In the material below, swap "racing bicycle" for "road bicycle" and change nothing else. Leave the pictures out of your copy.

━━━━━ Material for this task ━━━━━

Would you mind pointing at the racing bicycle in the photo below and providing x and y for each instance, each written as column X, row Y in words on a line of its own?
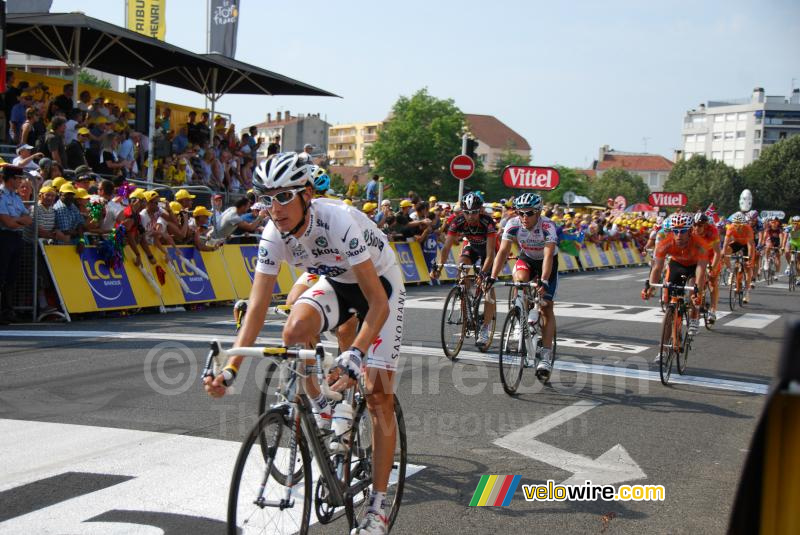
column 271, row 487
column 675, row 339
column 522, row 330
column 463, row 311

━━━━━

→ Exercise output:
Would you mind pointing at the road bicycle in the photo below and providing x and y for each instance, each written as column X, row Y in words on a line of its own?
column 271, row 487
column 675, row 339
column 522, row 330
column 463, row 311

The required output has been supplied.